■ Direction: The line containing "If you would be willing to indicate the blue football" marks where to begin; quote it and every line after it through the end of the data, exactly as written.

(Object location annotation data)
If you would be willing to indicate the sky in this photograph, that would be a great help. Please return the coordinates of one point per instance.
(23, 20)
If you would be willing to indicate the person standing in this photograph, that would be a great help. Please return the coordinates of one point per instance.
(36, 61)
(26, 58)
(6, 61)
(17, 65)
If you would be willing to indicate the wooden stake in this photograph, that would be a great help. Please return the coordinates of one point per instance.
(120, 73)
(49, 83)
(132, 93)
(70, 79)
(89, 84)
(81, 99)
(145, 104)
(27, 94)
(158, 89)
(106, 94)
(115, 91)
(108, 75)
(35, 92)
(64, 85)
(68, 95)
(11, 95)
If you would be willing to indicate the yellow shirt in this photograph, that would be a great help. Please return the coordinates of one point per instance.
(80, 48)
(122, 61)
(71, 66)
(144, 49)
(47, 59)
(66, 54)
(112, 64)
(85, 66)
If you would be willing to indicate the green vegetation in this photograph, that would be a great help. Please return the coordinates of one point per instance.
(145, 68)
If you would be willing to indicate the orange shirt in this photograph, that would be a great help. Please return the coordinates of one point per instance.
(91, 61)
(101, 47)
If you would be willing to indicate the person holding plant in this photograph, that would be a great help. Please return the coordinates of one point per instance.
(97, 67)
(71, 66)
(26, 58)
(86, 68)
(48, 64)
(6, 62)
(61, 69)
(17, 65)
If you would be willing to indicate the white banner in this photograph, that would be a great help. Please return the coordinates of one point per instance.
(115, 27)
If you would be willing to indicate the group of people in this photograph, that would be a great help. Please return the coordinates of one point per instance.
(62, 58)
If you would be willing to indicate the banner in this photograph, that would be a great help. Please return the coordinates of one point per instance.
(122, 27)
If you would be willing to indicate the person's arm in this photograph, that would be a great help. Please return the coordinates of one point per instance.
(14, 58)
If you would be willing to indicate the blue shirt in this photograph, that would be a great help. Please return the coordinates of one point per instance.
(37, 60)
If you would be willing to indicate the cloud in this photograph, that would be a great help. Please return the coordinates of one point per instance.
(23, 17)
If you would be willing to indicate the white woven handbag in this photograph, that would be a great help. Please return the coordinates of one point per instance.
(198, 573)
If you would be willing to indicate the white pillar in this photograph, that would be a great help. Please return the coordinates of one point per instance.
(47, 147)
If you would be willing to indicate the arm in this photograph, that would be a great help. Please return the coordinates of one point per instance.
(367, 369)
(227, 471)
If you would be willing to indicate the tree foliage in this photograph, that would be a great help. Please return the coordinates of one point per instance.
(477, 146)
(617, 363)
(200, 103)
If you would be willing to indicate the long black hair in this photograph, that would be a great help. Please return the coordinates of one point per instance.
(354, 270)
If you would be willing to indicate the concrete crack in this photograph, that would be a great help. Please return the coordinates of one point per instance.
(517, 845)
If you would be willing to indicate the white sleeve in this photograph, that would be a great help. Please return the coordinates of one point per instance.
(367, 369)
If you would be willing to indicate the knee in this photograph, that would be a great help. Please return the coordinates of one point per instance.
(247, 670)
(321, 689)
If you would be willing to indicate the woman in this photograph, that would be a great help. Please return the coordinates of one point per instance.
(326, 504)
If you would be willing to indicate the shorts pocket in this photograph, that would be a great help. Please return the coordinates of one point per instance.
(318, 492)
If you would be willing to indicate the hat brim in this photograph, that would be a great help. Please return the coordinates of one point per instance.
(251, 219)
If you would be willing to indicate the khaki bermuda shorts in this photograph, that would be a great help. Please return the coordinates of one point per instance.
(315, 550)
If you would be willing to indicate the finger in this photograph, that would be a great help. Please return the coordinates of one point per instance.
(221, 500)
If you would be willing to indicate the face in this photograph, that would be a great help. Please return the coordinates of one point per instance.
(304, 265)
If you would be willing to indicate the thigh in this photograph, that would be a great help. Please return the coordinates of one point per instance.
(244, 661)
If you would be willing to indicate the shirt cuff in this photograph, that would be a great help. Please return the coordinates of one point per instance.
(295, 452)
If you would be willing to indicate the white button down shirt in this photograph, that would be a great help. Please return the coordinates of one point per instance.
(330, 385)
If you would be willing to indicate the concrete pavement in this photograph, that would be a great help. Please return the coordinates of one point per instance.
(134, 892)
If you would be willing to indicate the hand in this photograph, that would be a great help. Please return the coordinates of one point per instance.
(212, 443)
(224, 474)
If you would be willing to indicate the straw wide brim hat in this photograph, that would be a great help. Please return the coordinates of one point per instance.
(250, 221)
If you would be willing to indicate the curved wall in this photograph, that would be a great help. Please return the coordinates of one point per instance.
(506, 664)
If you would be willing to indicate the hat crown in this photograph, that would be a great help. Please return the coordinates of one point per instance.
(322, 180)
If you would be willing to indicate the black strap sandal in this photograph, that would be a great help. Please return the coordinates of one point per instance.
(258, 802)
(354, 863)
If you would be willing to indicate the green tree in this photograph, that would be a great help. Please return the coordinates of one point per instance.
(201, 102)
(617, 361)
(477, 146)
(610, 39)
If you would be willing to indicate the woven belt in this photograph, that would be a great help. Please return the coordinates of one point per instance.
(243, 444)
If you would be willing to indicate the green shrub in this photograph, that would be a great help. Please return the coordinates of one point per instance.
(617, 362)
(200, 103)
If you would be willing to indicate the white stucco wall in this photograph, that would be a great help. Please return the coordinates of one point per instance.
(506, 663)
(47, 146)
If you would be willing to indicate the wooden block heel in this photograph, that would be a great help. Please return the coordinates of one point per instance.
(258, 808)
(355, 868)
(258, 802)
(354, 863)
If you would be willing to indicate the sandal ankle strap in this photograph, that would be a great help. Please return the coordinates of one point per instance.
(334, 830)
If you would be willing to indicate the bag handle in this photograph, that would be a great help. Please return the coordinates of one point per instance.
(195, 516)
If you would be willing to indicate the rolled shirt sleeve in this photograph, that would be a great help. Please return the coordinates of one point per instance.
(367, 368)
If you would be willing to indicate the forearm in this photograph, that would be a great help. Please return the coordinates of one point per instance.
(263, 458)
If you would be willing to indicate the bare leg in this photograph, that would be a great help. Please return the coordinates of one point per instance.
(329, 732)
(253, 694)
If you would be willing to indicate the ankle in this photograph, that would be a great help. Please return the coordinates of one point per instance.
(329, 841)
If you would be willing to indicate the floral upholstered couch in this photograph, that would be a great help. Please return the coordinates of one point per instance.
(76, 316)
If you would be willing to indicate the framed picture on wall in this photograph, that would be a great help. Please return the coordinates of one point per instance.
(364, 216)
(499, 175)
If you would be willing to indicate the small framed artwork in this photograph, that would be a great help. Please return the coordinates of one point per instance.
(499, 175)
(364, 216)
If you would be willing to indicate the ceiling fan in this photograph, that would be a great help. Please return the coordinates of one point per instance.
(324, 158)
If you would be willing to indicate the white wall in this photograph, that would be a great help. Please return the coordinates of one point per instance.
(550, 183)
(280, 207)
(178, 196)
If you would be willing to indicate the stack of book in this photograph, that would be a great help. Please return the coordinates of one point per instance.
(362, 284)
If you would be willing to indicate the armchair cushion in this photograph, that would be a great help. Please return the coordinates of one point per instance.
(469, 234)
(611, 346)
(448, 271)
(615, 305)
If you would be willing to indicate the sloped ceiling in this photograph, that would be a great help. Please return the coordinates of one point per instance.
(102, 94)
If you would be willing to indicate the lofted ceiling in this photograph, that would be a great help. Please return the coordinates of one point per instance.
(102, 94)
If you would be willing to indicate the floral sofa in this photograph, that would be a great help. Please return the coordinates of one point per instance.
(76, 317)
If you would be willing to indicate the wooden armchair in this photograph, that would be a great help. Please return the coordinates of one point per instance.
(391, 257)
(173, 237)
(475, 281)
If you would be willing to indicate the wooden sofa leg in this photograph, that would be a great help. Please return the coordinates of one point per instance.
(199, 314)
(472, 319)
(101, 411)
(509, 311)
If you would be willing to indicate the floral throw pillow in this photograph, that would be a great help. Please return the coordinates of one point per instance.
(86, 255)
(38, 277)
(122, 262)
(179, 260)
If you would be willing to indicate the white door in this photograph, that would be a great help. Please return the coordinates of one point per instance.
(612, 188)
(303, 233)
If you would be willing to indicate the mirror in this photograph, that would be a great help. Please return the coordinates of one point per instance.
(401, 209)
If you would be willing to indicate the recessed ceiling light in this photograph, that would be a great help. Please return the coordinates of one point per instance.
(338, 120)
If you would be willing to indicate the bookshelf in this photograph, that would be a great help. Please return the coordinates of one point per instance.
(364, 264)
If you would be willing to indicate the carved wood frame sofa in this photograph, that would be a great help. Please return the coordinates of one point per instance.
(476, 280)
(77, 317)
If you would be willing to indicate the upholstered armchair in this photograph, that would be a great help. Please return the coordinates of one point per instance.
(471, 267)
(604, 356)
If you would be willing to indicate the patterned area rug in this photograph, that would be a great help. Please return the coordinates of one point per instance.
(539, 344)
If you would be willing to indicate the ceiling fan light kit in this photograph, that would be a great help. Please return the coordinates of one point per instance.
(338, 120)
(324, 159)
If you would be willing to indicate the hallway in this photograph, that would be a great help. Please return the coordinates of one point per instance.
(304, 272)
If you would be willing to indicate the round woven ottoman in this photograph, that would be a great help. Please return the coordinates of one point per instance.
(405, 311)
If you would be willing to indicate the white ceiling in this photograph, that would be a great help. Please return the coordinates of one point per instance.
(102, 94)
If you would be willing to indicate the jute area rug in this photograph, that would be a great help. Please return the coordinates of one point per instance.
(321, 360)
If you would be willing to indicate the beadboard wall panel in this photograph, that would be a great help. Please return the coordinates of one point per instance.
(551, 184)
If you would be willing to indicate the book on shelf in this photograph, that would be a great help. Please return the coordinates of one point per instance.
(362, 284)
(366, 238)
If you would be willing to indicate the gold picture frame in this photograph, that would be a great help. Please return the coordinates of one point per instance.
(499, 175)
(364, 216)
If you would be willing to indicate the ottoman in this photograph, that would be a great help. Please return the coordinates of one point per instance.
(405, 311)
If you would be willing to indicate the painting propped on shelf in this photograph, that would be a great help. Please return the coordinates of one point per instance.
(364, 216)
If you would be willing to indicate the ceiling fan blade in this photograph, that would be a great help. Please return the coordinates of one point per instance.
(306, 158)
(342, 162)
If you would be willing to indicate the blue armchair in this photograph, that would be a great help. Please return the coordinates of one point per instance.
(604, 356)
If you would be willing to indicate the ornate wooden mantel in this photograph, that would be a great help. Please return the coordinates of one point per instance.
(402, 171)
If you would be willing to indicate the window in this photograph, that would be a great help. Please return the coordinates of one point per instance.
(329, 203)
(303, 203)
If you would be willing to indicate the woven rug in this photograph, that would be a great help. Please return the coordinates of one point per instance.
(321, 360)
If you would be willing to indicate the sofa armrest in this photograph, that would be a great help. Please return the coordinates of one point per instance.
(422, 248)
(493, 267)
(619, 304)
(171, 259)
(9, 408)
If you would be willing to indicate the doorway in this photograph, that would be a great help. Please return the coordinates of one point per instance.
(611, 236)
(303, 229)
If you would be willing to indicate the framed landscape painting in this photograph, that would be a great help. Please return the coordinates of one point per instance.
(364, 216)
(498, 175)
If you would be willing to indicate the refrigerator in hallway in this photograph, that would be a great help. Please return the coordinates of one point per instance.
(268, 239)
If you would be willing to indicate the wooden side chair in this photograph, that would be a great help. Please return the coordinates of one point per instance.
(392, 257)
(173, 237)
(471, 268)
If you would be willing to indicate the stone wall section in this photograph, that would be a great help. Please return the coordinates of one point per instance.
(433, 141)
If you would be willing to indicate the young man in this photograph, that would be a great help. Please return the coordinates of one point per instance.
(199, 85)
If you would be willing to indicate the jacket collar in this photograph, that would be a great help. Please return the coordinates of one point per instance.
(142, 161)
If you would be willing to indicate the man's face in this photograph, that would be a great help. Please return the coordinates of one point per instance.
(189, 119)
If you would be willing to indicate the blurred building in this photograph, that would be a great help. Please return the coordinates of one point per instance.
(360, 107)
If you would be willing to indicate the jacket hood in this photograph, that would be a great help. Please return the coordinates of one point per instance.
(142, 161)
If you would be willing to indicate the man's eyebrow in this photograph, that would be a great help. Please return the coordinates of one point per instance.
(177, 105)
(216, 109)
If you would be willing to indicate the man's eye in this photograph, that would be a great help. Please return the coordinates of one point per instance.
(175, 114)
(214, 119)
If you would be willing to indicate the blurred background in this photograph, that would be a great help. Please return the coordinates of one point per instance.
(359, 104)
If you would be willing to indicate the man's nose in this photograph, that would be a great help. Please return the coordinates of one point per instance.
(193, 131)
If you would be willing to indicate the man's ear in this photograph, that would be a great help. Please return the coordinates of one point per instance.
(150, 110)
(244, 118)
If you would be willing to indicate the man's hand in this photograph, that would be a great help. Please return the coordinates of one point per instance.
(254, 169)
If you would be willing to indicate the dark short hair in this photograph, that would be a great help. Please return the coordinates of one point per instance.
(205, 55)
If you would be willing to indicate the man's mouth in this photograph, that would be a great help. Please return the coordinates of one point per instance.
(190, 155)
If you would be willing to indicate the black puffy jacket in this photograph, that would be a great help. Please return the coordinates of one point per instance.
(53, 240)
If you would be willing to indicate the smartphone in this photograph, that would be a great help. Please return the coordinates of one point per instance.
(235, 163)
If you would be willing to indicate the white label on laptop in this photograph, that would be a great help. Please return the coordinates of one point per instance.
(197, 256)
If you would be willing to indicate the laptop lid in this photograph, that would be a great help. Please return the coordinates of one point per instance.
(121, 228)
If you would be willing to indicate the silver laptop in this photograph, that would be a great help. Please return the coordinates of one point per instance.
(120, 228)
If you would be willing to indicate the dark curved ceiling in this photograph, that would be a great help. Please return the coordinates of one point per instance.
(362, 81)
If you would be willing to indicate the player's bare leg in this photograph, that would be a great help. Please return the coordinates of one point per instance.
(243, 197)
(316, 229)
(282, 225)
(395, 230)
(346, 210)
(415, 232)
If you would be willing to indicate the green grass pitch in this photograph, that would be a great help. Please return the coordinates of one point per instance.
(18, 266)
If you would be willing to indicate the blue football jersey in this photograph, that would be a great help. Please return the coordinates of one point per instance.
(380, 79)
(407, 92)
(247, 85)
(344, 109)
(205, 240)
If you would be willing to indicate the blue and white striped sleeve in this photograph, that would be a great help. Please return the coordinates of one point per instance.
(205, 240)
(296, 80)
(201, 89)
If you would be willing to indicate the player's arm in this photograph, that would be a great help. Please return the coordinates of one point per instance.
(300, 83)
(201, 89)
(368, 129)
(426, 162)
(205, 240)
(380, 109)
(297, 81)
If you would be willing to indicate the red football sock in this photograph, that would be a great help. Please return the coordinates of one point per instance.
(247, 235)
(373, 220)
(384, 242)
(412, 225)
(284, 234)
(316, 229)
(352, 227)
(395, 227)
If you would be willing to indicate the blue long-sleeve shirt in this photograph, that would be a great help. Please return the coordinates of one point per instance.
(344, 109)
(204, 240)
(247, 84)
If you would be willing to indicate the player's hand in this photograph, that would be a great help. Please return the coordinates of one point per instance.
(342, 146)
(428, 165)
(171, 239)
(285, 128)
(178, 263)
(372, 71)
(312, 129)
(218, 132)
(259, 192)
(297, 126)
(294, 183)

■ Solution to this problem:
If you would be willing to indicate the blue football jersey in this photograph, that would be a great help. Please return the coordinates of one point per instance.
(380, 79)
(407, 92)
(247, 85)
(344, 109)
(205, 240)
If you would be willing to indicate the blue and white striped sleeve in this photograph, that would be a great help. Please return the coordinates of one point per instance.
(205, 240)
(296, 80)
(201, 89)
If you would be willing to indicate the player's arm in this photograph, that would be a great help. Please return the coordinates of one point per instance.
(300, 83)
(201, 89)
(368, 129)
(426, 162)
(205, 240)
(380, 109)
(297, 81)
If you would be willing to indicate the red football sock in this photograph, that would be a great help. Please return the coordinates of one point per instance.
(247, 235)
(373, 220)
(384, 242)
(412, 225)
(284, 234)
(316, 229)
(352, 227)
(395, 227)
If you would be willing to indicate the blue long-sleeve shirt in this photograph, that would be a great help. Please return the coordinates of one point per instance.
(344, 109)
(204, 240)
(247, 84)
If you would be willing to indicate the player's hand in this photograph, that would be a great help. Please return the coordinates of one point per instance.
(342, 146)
(428, 165)
(171, 239)
(285, 128)
(178, 263)
(372, 71)
(312, 129)
(218, 132)
(259, 192)
(297, 126)
(294, 183)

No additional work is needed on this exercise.